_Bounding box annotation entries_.
========================================================================

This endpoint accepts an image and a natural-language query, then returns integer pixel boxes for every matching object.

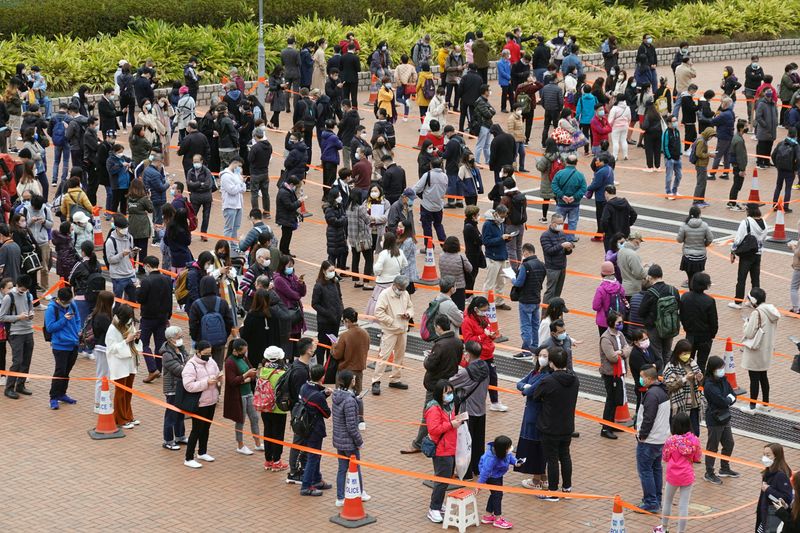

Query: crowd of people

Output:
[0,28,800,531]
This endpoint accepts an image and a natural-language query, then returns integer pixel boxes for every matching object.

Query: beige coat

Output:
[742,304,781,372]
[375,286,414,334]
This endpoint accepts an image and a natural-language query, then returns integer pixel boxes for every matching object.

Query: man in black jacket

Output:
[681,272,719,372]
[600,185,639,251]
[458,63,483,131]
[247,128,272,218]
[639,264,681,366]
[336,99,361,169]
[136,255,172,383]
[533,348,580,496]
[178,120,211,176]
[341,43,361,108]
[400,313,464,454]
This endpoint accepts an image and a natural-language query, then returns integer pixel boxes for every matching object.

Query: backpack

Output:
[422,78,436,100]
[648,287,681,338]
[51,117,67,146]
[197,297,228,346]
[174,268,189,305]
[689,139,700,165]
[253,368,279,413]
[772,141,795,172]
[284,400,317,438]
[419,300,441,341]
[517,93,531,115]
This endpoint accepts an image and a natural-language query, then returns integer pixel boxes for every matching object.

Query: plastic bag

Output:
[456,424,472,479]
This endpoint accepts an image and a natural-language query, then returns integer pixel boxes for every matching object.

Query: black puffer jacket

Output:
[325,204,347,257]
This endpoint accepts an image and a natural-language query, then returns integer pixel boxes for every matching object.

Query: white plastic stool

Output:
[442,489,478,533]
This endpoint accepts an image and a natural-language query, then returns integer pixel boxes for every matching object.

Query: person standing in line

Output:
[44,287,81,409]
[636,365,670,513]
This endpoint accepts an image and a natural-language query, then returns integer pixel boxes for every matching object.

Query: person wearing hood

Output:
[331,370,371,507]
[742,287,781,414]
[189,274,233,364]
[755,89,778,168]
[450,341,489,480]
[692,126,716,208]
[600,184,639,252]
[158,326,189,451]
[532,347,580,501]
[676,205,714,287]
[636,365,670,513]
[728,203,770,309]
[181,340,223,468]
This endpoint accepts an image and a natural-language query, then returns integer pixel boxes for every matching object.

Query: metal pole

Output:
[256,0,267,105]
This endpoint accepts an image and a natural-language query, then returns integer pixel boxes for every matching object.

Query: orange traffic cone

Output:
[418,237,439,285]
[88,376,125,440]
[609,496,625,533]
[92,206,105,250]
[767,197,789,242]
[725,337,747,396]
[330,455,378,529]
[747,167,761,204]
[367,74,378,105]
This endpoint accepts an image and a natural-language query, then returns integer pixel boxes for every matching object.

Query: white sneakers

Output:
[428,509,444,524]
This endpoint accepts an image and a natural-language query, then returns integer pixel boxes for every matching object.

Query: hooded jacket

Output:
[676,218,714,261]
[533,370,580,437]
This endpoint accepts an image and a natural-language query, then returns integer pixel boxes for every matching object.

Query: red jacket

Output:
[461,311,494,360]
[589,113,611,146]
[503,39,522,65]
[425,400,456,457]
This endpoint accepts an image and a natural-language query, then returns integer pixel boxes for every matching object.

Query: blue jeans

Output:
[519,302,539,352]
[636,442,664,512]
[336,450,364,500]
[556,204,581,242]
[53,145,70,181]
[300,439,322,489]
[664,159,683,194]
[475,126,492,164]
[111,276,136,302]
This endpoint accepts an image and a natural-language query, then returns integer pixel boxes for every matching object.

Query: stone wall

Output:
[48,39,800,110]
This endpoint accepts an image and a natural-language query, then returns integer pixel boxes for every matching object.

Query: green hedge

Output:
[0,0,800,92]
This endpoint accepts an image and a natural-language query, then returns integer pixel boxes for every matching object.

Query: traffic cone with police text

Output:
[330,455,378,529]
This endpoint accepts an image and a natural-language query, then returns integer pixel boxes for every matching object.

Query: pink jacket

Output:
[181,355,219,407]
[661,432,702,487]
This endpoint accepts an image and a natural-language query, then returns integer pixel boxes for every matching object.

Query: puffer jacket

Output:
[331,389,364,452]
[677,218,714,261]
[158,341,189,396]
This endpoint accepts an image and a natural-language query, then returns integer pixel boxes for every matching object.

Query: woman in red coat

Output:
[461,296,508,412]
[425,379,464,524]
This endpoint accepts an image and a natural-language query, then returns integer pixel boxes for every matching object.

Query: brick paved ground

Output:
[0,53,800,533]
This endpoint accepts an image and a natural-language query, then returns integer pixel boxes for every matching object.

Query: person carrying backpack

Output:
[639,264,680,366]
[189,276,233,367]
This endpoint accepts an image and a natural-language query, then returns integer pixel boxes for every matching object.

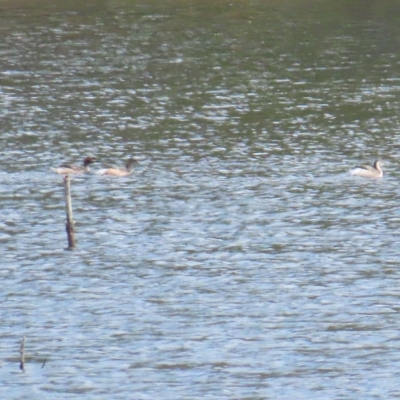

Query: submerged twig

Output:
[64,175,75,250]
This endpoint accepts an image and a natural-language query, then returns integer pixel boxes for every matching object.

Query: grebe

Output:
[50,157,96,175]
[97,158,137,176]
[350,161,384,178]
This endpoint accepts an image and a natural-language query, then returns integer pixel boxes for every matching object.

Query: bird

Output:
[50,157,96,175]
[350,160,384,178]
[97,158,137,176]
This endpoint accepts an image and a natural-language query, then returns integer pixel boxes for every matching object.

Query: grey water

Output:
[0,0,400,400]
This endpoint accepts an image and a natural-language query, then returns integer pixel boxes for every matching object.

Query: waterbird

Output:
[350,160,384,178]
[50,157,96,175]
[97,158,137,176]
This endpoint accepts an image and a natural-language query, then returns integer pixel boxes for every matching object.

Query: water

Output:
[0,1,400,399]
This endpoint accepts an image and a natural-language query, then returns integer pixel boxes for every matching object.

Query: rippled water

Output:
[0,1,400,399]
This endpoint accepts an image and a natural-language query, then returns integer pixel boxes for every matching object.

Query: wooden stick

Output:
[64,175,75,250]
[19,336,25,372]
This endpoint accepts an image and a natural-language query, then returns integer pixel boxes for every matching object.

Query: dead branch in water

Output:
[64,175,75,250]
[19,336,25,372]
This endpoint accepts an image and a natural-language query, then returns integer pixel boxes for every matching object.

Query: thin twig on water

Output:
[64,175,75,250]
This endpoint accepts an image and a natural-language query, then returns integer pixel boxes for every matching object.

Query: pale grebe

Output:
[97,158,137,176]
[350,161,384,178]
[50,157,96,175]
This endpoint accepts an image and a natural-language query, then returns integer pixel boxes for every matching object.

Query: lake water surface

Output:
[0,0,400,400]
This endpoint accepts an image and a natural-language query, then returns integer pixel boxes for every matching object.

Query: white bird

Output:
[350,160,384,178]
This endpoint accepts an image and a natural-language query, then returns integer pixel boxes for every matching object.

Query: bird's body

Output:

========================================================================

Please pull out every line of the listing above that contains the word "jacket" and copy each one unchanged, in its original order.

_The solution_.
Query: man in black jacket
Query: black puffer jacket
Query: hooded jacket
Query: red jacket
Query: pink jacket
Query: puffer jacket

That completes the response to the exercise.